#### EXCERPTED TEXT
— Begin —
John Allen, better known as MrBallen, jumped eight spots in Q1 2026 to number nine on the Edison US chart — the biggest move in the top ten. Episodes are tightly told stories of disappearances, survival situations and unexplained events, usually around 30 minutes. Perfect if you want true crime without the procedural deep dive.

The Kelce brothers' show broke into the Edison US top ten in 2026 and shows no signs of leaving. The format is sports-adjacent but the appeal is wider — it is two famous brothers, both of them genuinely funny, talking about football, family and whoever the guest of the week happens to be. The Taylor Swift episode was one of the most-listened podcast episodes of the entire year.

Stanford neuroscientist Andrew Huberman turns peer-reviewed research into long-format episodes about sleep, focus, stress, training and nutrition. The shows are long — often three hours — but the production is sharp and the depth is real. He passed six million YouTube subscribers in 2026 and launched a premium tier, but the main feed is still free.

Amy Poehler's interview show won the inaugural Golden Globe for Best Podcast in January 2026 and promptly surged from 38th to 13th on the Edison chart. The premise is simple — Amy hangs out with someone she actually likes — and it is the warmest, most relaxed hour of conversation you will hear this year.

British historians Tom Holland and Dominic Sandbrook have built one of the biggest history podcasts in the world, and 2026 is shaping up to be their best year yet. The hosts have a chemistry that turns Roman emperors, the French Revolution and the Cuban Missile Crisis into the kind of conversation you wish you could have with your most well-read friends. A favourite of US listeners too — see more in our best history podcasts list.

Alastair Campbell and Rory Stewart — one from the Labour left, one from the Conservative centre — disagree agreeably about global politics twice a week. The transatlantic spin-off The Rest Is Politics: US, hosted by Anthony Scaramucci and Katty Kay, is now arguably bigger than the original. Easily the smartest mainstream politics listen going right now.

Ben Gilbert and David Rosenthal record four-hour deep dives on the history of single companies — Nvidia, LVMH, Costco, TSMC, Hermes — and somehow it is one of the most addictive listens in business podcasting. They read every book, every shareholder letter, every founder biography and then tell the story end to end. Pair it with our best business podcasts picks.

Lulu Miller and Latif Nasser carry the Radiolab torch in 2026, and the sound design is still the best in the medium. Episodes take a big scientific or philosophical question and turn it into immersive audio that does things no other podcast really attempts. Twenty-plus years in and it is still one of the most important shows in the format.

Stephen Dubner's long-running show takes the economics-of-everything approach from the original book and turns it into one of the smartest weekly listens around. Episodes dig into the hidden side of subjects most podcasts will not touch — kidney markets, school start times, why we tip — with academic guests who actually know the data. A reliable brain-stretch every week.

Tim Ferriss interviews world-class performers — investors, athletes, scientists, artists — and goes deep on their routines, decisions and frameworks. Episodes routinely run two to three hours and the back catalogue is one of the most useful libraries in podcasting. If you want a self-improvement listen with substance, this is it. More options in our best self-improvement podcasts list.
— End —
#### WRITTEN TASKS
• A. Restate word for word the passage of the podcast roundup from "Stephen Dubner's long-running" up to and including "brain-stretch every week.".
• B. In the podcast roundup, which companies are named as subjects of the business show's single-company deep dives?
The records after this point have no connection to the podcast roundup.

#### DATASET EXTRACT
— Begin —
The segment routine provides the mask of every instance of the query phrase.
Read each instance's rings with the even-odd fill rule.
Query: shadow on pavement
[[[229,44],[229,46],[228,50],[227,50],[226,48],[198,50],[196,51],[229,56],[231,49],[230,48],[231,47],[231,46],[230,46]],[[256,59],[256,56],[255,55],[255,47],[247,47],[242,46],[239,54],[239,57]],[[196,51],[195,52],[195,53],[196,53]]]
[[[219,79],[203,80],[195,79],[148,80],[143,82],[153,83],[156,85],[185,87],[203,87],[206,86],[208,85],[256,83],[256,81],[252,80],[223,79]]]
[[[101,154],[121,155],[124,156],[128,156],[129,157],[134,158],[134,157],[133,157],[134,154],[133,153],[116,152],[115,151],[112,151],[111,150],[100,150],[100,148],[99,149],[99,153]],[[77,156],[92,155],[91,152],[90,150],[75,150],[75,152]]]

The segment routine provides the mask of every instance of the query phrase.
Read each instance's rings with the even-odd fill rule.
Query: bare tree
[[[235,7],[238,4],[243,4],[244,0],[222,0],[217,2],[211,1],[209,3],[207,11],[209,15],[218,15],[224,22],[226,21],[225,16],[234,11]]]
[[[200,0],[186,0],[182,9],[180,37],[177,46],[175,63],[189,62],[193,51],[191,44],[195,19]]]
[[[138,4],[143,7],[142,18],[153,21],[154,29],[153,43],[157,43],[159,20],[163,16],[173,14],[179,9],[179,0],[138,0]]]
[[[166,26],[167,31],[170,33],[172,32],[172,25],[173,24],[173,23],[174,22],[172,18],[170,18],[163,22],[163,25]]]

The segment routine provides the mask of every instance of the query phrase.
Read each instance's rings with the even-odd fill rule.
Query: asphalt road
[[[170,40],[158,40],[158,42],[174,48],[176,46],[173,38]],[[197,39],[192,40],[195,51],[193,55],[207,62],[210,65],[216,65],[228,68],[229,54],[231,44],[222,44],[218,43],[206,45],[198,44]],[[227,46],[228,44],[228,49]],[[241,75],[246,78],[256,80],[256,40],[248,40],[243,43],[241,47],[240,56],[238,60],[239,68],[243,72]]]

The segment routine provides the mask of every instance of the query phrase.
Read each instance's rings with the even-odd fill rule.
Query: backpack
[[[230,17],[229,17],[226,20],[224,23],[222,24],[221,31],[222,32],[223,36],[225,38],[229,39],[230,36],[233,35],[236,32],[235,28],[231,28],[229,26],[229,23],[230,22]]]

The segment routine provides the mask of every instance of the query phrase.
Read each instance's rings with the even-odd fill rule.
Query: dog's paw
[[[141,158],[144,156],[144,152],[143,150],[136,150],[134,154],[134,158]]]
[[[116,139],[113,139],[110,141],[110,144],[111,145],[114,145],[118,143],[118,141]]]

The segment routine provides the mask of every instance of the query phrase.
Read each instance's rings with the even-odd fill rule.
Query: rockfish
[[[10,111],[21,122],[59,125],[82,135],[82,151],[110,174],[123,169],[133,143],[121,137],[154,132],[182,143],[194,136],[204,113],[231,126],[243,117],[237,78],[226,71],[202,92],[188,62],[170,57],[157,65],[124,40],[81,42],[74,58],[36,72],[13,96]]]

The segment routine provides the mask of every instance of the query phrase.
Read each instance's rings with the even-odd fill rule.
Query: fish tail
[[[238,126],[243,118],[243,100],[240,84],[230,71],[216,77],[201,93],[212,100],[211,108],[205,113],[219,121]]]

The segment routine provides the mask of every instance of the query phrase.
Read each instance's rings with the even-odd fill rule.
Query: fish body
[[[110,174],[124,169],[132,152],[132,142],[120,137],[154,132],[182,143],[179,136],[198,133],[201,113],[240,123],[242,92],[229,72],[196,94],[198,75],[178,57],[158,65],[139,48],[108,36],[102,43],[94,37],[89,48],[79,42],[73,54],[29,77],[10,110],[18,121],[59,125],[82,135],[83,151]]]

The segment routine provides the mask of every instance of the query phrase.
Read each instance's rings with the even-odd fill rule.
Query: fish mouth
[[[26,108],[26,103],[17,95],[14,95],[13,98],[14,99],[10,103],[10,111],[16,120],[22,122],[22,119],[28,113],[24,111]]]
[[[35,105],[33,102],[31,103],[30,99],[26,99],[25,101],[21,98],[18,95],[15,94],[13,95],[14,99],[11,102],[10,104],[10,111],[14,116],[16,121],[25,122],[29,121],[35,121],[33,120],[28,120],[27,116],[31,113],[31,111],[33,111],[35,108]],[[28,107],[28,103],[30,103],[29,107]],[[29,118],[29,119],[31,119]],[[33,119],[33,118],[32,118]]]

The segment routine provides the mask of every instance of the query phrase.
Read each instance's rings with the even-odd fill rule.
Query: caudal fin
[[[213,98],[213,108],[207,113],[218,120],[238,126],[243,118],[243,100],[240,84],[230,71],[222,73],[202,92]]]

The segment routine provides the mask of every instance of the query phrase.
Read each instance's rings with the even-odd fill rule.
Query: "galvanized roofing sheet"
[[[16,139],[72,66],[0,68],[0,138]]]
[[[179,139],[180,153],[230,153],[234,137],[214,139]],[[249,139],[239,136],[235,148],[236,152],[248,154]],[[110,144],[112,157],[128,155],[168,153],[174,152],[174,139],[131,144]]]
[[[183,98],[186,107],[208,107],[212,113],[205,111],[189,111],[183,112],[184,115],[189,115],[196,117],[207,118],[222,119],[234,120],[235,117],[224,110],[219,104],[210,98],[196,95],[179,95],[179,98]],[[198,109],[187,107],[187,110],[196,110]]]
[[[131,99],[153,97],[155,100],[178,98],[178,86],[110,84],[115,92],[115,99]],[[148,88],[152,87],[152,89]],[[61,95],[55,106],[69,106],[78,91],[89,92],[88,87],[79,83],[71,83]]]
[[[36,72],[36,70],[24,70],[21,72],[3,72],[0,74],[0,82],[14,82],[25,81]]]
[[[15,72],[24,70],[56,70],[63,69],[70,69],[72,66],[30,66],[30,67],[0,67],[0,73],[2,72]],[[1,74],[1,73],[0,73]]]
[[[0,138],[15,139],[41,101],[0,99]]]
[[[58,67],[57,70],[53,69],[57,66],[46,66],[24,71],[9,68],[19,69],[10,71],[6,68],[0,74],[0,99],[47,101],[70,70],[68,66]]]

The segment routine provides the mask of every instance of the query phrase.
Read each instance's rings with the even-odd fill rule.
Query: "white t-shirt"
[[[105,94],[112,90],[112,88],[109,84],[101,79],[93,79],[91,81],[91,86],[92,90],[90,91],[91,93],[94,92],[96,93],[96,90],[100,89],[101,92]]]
— End —
— Begin —
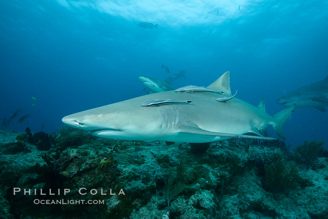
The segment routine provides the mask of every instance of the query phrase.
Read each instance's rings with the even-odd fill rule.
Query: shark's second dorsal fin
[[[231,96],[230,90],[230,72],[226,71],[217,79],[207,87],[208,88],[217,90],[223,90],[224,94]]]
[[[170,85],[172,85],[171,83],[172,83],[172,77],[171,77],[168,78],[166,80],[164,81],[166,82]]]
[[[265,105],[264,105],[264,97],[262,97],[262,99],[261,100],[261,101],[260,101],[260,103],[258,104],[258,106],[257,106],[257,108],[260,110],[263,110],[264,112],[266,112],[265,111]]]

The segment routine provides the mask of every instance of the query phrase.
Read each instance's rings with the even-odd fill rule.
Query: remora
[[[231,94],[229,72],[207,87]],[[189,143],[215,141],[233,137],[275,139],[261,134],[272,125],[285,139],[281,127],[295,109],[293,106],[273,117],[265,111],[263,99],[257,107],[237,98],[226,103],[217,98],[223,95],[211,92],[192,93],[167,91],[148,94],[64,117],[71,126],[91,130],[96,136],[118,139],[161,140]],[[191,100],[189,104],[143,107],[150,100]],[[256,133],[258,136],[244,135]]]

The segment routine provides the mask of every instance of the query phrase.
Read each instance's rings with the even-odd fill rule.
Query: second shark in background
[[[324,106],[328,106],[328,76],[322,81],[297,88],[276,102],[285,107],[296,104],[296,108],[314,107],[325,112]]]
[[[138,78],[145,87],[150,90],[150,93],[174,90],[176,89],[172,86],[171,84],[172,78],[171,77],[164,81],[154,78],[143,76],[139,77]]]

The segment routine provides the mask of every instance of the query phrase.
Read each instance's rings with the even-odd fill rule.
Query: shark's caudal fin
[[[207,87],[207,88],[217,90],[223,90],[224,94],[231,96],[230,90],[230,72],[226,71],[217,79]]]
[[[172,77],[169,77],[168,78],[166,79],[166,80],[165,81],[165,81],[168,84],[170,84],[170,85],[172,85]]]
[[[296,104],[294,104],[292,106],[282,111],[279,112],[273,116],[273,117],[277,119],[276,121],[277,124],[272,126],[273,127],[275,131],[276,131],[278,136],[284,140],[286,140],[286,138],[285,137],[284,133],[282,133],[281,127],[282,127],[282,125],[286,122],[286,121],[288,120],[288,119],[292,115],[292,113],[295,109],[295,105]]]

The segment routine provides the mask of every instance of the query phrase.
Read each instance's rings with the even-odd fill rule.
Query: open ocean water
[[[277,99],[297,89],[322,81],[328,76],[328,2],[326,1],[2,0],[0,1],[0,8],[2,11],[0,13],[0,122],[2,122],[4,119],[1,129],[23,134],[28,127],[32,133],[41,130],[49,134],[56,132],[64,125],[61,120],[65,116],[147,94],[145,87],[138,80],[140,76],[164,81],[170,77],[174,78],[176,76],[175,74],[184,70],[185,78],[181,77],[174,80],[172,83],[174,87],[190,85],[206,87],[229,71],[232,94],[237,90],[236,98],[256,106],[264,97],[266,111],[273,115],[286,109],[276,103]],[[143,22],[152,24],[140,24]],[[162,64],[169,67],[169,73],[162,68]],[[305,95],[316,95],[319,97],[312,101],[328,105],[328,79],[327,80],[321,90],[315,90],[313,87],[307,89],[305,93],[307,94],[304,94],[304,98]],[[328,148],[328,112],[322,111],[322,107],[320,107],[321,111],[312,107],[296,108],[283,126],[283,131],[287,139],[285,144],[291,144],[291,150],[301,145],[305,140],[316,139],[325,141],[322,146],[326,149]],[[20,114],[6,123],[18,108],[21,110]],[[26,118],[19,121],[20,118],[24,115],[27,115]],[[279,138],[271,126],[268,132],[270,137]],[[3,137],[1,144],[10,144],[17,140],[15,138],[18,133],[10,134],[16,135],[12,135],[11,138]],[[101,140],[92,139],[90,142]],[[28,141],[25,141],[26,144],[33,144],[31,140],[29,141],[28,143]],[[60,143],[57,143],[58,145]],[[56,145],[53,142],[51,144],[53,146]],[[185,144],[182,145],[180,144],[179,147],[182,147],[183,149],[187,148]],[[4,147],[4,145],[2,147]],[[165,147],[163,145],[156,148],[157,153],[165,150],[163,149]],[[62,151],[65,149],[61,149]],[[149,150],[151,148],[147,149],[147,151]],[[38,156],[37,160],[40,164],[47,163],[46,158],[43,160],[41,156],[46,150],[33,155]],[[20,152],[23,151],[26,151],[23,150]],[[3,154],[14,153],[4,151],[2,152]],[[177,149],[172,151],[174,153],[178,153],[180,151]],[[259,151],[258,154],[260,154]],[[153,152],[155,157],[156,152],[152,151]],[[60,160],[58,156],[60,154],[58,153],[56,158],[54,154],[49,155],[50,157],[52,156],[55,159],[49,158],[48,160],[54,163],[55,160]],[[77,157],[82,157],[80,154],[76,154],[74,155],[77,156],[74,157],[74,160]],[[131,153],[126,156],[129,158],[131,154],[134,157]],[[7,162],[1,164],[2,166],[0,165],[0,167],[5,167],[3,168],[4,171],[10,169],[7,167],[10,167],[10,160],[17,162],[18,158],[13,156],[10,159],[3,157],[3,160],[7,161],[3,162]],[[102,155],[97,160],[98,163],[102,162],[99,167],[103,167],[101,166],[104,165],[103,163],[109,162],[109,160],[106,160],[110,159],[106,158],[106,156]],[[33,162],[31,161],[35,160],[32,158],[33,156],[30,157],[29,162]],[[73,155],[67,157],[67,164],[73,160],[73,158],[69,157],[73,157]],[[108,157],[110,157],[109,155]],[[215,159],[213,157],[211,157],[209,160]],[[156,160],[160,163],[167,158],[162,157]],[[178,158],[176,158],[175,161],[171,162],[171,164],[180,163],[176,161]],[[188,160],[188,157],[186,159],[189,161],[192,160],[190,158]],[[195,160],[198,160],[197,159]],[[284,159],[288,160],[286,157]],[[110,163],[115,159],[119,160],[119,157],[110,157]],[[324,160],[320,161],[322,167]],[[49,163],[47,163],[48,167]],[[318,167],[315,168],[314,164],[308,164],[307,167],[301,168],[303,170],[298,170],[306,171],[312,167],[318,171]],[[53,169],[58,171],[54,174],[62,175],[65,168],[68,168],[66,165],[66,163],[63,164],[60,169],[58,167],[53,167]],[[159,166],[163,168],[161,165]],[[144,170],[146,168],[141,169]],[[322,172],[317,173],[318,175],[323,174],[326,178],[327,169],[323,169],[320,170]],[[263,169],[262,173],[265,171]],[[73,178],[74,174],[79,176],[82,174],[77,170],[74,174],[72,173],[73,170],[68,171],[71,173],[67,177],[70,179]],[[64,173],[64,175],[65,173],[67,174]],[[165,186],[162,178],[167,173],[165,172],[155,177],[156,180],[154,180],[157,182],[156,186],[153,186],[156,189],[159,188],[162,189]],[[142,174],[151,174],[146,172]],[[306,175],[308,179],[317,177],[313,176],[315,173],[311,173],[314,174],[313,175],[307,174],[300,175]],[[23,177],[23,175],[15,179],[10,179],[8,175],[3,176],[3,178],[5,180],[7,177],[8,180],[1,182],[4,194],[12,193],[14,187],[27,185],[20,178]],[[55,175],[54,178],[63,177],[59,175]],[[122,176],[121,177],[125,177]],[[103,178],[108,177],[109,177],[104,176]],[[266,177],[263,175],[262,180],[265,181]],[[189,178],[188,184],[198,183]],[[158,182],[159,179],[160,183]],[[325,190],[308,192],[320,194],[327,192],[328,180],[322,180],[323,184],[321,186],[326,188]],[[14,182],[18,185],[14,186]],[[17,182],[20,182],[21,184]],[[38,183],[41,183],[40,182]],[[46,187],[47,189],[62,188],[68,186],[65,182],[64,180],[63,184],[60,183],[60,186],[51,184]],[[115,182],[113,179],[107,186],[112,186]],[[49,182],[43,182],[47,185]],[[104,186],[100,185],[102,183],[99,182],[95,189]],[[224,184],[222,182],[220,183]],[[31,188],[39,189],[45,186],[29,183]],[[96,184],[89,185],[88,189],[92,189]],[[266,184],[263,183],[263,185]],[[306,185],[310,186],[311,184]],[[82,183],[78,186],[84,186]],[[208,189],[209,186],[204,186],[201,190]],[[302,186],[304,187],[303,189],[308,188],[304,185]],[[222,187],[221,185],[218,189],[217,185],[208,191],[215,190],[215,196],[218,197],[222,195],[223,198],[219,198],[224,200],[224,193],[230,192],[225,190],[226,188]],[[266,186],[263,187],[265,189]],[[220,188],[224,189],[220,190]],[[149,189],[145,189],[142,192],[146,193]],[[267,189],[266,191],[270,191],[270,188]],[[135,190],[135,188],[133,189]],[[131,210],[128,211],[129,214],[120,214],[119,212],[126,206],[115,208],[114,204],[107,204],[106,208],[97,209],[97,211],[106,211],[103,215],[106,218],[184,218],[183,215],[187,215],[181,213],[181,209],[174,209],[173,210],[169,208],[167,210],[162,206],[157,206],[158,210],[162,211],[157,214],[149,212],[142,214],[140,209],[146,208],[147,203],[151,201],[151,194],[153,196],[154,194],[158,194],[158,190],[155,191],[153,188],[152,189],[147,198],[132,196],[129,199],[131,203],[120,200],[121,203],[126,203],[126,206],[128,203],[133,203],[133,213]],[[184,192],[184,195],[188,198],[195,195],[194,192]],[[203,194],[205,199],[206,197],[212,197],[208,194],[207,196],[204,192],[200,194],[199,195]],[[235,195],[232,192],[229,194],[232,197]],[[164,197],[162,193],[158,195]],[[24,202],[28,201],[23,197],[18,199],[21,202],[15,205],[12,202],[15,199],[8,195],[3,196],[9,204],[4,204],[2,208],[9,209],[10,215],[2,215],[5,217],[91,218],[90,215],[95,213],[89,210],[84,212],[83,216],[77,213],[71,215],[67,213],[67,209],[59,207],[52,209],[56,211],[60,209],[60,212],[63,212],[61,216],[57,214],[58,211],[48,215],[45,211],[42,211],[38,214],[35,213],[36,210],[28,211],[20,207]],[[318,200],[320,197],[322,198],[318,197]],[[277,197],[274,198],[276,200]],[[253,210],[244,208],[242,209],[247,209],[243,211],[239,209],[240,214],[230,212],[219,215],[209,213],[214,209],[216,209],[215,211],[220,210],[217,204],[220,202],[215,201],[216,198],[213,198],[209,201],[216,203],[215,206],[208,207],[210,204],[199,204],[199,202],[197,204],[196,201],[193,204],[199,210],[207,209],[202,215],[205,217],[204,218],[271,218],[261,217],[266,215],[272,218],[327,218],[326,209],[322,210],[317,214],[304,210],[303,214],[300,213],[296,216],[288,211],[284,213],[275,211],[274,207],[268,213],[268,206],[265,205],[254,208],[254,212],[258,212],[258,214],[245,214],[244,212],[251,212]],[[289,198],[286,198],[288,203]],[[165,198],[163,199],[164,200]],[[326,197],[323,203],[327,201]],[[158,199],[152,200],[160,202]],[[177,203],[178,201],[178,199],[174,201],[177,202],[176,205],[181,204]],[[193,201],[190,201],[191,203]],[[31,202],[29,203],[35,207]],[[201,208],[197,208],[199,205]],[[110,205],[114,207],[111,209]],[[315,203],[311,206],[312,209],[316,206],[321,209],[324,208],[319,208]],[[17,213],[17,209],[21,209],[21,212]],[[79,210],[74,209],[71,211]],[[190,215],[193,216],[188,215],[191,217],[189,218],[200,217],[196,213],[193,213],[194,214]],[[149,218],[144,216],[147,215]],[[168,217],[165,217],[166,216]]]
— End —
— Begin —
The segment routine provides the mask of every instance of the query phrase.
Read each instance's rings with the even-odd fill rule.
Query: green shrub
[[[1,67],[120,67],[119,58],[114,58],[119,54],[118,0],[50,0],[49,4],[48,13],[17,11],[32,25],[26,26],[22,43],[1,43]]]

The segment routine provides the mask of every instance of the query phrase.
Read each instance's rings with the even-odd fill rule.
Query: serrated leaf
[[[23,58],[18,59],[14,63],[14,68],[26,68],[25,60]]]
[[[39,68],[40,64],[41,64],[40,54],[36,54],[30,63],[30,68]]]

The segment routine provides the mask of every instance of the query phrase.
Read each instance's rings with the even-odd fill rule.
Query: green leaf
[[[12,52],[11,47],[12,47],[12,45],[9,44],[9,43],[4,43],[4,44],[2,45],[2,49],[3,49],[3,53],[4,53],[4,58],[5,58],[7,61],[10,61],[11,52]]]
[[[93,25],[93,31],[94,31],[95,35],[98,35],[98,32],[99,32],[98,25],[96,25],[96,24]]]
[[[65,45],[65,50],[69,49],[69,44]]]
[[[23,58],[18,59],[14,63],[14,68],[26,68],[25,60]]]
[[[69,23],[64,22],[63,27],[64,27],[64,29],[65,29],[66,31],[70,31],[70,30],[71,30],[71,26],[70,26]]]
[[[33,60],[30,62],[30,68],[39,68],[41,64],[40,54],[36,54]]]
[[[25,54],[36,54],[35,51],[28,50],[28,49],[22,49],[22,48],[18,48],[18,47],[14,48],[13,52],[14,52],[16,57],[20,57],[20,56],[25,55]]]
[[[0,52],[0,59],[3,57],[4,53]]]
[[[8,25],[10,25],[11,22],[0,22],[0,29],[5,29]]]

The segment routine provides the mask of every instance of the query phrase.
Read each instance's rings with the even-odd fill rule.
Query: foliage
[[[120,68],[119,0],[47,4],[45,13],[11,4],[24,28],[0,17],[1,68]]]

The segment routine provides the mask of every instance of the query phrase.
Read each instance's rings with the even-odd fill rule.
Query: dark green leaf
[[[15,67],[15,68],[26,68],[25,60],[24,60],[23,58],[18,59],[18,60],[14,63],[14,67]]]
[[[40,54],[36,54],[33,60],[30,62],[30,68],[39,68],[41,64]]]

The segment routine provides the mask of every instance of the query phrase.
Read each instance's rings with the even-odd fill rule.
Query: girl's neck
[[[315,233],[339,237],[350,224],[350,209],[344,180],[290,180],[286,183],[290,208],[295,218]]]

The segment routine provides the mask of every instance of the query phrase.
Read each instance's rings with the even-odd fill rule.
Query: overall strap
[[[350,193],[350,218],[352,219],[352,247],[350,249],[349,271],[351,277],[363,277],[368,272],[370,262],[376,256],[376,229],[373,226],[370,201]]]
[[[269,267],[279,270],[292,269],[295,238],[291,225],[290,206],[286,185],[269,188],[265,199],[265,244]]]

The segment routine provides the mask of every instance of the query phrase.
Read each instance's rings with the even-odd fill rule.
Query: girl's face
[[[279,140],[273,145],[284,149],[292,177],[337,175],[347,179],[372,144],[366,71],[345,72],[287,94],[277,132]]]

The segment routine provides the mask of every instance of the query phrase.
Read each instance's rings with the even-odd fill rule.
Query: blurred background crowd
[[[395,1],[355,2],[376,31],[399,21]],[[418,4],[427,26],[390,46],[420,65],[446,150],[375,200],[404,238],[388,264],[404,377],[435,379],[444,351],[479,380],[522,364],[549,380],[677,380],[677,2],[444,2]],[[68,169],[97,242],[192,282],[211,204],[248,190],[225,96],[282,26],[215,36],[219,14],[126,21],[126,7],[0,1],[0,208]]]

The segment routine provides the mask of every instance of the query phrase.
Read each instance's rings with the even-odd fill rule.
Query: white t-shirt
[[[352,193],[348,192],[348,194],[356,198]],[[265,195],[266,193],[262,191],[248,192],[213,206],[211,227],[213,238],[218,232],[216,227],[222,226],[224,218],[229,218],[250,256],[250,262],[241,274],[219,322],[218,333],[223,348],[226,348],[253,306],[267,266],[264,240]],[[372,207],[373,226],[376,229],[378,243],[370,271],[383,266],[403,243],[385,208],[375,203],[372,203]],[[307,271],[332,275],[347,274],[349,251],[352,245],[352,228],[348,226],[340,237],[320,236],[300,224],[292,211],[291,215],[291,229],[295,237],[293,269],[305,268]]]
— End —
#### PER-TASK ANSWERS
• A.
Stephen Dubner's long-running show takes the economics-of-everything approach from the original book and turns it into one of the smartest weekly listens around. Episodes dig into the hidden side of subjects most podcasts will not touch — kidney markets, school start times, why we tip — with academic guests who actually know the data. A reliable brain-stretch every week.

• B. Nvidia, LVMH, Costco, TSMC, Hermes